» **The problem**: Pick out and copy every line below that contains the string "wire".

BEGIN

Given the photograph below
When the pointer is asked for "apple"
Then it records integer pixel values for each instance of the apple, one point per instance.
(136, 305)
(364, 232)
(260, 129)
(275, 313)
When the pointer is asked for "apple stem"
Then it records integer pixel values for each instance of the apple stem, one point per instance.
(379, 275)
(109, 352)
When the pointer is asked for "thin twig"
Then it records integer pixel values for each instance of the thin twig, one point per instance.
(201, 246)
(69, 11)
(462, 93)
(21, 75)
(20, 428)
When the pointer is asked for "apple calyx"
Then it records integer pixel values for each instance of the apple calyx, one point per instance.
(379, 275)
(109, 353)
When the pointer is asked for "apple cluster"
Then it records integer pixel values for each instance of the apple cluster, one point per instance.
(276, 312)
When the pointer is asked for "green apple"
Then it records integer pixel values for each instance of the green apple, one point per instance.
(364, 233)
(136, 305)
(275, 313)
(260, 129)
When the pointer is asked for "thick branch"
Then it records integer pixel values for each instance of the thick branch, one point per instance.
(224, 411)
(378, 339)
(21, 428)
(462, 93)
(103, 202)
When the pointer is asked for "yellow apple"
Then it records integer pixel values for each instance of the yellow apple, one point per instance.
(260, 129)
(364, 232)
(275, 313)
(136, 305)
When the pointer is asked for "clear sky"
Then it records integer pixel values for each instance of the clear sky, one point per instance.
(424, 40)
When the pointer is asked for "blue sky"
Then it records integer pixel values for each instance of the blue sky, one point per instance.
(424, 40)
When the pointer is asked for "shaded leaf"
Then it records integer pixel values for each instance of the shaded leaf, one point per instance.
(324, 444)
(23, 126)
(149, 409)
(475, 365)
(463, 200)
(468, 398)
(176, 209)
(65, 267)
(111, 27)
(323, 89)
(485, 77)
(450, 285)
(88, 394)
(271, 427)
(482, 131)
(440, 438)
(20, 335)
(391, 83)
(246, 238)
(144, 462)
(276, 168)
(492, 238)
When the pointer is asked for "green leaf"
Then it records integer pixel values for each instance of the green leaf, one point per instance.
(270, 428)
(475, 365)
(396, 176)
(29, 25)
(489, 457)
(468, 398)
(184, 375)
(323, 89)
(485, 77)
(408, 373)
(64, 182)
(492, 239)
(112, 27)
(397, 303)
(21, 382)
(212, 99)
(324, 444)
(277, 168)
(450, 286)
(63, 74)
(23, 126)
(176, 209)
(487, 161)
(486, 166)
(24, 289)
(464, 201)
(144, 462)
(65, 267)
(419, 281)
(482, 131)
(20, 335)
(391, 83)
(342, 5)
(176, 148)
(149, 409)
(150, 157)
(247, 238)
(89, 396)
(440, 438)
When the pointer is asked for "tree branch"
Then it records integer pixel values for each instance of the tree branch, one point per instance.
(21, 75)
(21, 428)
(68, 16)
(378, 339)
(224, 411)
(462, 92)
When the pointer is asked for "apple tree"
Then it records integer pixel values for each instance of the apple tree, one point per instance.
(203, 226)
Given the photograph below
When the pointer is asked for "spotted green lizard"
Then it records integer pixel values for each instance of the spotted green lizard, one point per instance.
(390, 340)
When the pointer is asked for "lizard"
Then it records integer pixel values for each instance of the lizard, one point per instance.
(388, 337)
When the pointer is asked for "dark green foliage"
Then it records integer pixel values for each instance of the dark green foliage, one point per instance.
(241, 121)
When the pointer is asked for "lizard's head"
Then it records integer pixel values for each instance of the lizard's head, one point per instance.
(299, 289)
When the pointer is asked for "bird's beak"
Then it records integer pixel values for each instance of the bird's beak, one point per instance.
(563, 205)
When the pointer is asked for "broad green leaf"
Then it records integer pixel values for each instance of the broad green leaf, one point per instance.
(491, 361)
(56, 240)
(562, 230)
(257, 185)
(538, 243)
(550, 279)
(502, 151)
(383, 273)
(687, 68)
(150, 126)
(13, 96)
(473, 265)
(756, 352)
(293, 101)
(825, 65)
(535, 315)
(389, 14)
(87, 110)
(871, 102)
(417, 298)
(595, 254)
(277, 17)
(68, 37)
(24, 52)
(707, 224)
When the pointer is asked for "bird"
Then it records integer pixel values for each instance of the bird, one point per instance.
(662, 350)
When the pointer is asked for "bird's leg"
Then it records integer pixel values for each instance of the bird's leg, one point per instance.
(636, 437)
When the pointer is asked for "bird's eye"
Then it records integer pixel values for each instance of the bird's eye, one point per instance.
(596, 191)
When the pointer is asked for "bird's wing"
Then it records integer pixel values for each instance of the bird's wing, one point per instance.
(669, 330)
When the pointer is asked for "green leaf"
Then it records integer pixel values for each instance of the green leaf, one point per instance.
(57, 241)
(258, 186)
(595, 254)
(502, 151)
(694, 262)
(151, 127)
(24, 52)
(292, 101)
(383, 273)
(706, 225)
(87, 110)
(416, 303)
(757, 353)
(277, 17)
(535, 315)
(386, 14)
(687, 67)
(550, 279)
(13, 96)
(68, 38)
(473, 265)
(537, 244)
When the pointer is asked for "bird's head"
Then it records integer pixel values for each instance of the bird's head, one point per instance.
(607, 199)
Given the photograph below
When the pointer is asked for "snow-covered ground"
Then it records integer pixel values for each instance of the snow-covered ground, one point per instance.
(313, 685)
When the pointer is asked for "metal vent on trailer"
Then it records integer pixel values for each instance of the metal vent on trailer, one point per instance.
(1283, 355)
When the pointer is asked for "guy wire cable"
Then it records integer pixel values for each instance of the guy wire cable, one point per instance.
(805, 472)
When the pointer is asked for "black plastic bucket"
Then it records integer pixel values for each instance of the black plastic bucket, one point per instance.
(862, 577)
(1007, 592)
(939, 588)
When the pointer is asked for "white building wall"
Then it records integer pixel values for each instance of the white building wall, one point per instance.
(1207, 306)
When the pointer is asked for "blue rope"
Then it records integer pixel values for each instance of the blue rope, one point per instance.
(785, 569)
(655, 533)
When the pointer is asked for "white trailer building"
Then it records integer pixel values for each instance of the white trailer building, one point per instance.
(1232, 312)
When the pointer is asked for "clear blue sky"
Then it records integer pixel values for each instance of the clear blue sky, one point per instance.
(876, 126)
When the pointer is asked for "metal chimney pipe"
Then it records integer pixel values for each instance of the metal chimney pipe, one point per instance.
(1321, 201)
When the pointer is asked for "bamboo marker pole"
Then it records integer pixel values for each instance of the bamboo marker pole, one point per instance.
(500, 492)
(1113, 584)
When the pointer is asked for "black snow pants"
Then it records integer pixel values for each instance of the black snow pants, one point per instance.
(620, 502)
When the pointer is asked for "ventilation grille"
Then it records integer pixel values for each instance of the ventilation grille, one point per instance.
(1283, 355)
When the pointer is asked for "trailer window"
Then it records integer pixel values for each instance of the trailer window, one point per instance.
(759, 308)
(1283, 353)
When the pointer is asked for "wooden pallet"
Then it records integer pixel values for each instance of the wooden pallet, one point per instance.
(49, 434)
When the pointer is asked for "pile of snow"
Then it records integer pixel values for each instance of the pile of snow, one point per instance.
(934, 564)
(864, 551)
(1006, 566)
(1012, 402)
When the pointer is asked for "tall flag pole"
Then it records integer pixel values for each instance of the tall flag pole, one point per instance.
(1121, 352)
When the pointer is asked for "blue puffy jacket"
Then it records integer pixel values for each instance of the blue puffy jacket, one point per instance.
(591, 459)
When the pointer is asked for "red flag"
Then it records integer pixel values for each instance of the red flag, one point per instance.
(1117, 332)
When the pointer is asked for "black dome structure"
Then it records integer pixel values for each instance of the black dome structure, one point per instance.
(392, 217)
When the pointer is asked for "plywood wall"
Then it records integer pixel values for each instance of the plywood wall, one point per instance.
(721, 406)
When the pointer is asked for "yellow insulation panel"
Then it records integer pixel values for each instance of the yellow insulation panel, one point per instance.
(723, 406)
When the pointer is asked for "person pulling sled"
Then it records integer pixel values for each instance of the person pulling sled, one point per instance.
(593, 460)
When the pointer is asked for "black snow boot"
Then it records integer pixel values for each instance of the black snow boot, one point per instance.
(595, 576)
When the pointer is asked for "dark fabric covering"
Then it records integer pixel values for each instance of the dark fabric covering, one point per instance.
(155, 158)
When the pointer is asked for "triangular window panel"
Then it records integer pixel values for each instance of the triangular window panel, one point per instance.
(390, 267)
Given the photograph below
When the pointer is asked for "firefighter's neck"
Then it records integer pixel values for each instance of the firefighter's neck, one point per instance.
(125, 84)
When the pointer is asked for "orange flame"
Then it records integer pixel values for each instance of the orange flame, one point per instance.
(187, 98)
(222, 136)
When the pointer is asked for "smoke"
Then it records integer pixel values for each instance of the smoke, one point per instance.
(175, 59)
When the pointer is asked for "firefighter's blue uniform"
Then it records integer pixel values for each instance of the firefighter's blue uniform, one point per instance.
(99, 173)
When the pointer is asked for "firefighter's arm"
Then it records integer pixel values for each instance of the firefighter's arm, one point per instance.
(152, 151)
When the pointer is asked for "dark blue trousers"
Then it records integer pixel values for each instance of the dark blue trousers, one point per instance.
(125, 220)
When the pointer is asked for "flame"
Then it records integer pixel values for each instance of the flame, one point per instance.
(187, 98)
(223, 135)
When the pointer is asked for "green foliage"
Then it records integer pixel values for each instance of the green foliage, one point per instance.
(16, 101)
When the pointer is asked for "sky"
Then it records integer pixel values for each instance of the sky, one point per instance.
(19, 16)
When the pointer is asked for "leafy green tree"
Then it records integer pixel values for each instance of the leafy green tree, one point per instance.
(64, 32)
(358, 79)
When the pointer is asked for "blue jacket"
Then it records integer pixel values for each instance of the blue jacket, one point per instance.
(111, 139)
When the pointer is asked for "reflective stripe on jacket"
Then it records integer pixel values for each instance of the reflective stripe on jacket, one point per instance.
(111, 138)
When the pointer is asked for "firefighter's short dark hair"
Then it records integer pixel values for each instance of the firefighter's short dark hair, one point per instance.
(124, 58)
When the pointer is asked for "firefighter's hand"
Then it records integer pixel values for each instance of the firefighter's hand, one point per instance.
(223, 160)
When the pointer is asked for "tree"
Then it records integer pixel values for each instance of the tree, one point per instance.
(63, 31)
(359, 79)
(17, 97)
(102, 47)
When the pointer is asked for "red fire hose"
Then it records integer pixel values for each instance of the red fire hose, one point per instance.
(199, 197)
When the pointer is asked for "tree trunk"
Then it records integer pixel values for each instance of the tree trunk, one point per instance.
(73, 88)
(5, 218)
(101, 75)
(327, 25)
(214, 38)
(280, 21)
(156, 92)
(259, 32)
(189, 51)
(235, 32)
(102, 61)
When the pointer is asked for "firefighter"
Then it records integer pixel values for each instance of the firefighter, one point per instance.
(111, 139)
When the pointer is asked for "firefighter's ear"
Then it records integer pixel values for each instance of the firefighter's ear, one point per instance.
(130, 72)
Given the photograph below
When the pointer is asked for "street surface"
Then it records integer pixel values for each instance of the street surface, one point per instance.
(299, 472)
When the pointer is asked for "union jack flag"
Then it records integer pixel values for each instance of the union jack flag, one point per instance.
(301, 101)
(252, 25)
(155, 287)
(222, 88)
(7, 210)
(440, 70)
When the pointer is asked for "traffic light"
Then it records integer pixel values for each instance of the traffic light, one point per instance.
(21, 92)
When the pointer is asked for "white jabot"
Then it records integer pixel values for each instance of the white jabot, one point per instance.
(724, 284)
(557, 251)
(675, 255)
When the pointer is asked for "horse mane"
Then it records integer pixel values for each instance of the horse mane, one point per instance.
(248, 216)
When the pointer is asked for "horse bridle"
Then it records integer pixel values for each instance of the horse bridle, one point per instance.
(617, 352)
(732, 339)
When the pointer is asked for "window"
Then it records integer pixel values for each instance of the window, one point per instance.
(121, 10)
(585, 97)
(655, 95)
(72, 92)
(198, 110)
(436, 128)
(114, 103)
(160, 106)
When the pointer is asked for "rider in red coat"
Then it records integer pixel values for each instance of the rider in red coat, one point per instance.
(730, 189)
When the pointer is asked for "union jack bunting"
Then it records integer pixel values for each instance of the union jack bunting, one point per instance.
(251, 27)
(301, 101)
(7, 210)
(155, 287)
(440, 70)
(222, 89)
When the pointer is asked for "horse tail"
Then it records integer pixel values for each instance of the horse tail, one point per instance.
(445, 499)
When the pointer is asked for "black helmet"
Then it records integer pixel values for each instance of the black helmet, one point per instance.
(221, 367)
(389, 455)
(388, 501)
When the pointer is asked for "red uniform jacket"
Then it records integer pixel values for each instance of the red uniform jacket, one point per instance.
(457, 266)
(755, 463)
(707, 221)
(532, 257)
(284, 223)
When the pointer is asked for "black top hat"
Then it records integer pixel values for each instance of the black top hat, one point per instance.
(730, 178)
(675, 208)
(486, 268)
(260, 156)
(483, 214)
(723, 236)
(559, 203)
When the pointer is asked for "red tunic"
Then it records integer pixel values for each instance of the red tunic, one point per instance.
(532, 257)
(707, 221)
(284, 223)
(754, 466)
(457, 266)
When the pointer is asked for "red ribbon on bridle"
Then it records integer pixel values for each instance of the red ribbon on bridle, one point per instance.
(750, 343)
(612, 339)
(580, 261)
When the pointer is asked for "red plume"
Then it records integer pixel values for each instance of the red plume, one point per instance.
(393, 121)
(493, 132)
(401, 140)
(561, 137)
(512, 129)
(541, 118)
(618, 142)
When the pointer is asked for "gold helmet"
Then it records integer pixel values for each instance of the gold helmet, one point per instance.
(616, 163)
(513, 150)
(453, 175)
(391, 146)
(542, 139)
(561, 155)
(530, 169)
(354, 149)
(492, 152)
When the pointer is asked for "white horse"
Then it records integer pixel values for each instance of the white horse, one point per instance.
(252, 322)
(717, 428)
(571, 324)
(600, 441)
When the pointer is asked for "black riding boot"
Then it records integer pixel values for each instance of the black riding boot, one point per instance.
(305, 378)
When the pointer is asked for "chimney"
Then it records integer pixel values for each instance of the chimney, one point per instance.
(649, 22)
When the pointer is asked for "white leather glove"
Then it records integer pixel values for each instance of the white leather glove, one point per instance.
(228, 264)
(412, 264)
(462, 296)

END

» **Full output**:
When the pointer is asked for "guy wire cable"
Then it records integer pixel values for each instance of the guy wire cable, one point per instance.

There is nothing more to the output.